• TASK INPUT:
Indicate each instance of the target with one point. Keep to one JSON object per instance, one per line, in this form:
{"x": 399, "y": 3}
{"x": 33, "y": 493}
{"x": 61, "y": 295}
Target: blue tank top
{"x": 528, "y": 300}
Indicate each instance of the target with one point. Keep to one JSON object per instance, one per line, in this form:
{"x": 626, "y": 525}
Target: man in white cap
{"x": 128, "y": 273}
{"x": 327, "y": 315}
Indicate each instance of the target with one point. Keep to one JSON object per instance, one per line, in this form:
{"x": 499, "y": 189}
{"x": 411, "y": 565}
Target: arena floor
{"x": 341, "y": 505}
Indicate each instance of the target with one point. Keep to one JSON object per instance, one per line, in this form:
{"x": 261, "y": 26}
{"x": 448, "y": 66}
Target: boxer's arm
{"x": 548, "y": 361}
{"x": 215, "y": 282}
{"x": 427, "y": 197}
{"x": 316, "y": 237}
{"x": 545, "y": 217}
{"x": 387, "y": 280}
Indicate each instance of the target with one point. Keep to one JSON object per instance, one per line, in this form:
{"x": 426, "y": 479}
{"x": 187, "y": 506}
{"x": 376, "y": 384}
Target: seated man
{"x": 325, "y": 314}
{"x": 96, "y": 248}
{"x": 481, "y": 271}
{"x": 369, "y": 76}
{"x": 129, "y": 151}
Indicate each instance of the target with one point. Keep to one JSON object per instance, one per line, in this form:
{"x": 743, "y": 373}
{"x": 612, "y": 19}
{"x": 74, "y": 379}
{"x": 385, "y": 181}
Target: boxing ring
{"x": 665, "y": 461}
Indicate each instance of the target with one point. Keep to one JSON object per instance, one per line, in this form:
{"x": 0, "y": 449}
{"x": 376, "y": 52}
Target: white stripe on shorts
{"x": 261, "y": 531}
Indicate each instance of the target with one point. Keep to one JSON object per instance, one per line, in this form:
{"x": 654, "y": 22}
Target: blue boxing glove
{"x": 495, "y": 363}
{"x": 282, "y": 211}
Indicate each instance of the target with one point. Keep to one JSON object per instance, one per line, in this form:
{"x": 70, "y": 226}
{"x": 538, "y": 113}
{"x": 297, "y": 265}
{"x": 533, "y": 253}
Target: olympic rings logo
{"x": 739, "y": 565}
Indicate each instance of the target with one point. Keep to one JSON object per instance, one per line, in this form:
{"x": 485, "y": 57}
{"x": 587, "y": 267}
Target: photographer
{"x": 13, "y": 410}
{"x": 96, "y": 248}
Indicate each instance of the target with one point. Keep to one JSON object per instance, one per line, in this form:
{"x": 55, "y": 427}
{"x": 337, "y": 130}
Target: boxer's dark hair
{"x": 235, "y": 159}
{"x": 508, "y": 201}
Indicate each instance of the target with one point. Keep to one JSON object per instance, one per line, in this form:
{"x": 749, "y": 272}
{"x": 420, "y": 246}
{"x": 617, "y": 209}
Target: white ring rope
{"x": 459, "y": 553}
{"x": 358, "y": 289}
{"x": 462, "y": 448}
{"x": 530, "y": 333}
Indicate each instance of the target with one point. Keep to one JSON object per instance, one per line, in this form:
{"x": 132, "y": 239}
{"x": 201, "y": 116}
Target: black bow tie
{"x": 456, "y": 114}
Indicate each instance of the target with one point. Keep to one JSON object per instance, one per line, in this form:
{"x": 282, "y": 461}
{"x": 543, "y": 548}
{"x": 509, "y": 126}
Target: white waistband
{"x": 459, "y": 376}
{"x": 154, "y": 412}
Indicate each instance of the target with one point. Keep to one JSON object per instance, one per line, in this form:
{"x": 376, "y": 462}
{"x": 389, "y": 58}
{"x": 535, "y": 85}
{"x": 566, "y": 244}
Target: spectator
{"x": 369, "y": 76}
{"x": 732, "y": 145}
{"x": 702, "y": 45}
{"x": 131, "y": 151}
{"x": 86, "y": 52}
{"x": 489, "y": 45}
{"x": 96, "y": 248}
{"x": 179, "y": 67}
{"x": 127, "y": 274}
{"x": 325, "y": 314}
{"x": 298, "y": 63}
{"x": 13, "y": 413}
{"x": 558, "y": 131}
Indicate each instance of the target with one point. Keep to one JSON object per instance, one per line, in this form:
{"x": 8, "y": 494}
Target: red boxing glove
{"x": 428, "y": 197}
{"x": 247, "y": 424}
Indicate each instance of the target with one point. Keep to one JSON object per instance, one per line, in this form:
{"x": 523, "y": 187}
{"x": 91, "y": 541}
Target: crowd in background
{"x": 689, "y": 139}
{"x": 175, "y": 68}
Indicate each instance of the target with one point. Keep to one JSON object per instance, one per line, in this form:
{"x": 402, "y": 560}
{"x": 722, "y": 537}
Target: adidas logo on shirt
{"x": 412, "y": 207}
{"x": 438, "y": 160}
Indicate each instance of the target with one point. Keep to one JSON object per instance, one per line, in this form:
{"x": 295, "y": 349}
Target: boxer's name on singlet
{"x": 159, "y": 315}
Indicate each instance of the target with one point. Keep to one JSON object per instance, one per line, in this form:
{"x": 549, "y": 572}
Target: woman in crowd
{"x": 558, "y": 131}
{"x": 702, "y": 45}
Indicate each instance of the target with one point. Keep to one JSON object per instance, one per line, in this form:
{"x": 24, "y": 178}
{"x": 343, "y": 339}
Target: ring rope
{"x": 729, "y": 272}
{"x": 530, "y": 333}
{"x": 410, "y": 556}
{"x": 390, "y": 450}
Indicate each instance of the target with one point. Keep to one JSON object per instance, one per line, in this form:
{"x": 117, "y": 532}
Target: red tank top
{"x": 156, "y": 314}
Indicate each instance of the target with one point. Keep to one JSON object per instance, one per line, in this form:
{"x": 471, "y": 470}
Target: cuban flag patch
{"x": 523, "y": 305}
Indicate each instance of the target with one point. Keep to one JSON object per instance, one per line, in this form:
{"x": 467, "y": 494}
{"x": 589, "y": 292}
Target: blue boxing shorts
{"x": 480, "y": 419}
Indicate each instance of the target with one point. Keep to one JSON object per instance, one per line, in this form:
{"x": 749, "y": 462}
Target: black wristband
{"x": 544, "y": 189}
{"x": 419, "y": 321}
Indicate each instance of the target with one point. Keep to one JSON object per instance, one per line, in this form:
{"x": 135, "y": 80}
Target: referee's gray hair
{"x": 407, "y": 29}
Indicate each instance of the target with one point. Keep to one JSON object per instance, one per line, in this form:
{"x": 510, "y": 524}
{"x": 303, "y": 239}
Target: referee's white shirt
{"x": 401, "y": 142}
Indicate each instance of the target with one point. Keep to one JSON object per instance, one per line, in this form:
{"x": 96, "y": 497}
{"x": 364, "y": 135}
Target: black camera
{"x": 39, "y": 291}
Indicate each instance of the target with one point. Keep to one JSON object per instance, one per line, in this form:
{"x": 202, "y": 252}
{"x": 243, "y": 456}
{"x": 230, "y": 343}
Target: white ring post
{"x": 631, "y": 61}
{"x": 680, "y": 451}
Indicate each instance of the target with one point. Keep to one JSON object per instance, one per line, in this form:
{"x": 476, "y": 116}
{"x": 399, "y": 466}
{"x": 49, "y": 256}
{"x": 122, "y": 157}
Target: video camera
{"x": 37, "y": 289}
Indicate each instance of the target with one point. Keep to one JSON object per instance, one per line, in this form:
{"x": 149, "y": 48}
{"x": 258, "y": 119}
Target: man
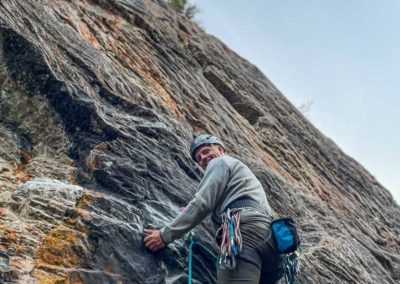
{"x": 228, "y": 183}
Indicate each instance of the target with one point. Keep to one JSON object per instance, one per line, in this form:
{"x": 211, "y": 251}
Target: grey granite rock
{"x": 99, "y": 100}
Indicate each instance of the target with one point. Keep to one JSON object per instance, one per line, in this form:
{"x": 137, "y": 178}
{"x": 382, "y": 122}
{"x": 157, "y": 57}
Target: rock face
{"x": 98, "y": 102}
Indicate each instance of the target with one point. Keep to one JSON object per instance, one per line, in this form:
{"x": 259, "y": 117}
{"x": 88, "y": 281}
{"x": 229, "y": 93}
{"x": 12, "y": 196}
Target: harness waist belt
{"x": 245, "y": 202}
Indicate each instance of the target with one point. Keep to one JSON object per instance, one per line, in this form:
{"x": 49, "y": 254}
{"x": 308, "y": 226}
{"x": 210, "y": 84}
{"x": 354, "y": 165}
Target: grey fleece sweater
{"x": 225, "y": 180}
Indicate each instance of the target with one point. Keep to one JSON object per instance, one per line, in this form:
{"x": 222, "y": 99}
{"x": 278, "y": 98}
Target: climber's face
{"x": 206, "y": 153}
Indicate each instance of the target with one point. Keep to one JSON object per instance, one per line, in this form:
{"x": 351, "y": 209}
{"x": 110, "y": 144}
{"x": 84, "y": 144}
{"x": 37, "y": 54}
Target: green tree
{"x": 184, "y": 7}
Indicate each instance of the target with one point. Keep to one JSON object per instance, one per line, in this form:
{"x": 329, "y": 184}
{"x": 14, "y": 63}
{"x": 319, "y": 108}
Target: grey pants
{"x": 259, "y": 261}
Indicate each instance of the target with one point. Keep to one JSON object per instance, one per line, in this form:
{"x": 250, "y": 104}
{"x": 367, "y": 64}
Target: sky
{"x": 341, "y": 57}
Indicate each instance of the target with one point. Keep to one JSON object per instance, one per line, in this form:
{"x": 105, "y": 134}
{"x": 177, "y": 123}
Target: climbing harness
{"x": 291, "y": 267}
{"x": 193, "y": 242}
{"x": 230, "y": 239}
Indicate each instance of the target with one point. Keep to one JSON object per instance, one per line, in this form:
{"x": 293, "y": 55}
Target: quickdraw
{"x": 231, "y": 239}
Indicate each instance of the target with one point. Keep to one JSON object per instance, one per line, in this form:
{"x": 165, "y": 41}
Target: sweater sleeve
{"x": 210, "y": 190}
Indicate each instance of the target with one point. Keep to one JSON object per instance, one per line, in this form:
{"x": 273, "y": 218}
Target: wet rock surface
{"x": 98, "y": 102}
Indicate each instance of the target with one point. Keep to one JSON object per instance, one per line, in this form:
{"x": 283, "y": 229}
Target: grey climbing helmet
{"x": 203, "y": 139}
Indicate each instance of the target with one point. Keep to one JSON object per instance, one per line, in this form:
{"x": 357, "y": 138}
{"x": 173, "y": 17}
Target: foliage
{"x": 184, "y": 7}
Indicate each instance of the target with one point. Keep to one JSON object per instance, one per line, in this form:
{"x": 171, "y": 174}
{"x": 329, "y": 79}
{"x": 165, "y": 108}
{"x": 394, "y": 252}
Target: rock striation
{"x": 98, "y": 102}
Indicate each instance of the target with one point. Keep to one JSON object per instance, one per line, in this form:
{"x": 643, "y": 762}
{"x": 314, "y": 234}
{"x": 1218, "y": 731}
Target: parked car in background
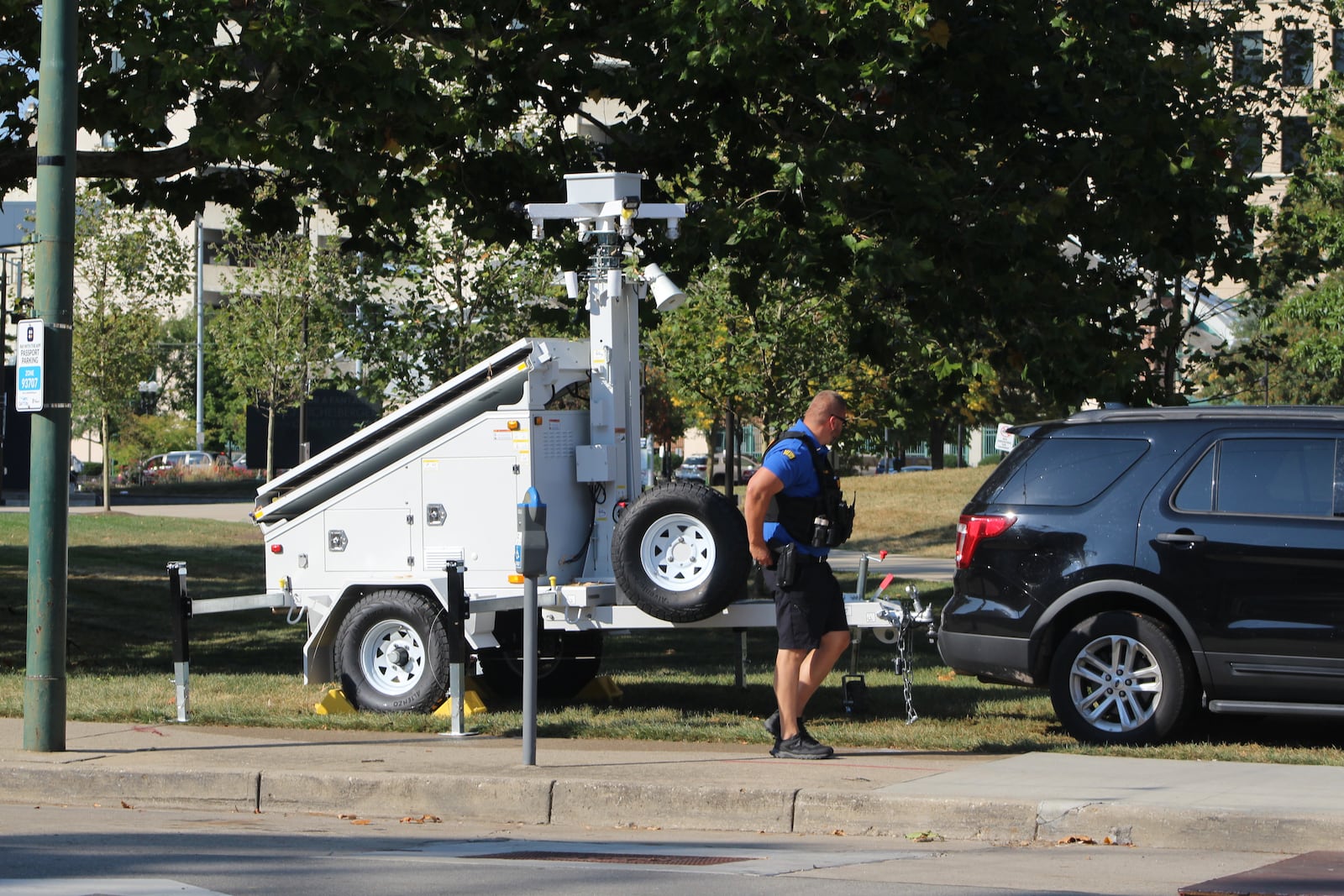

• AIM: Show each line of the material above that contains the word "tank", copied in full.

• THE RESPONSE:
Target: blue tank top
Target: red tank top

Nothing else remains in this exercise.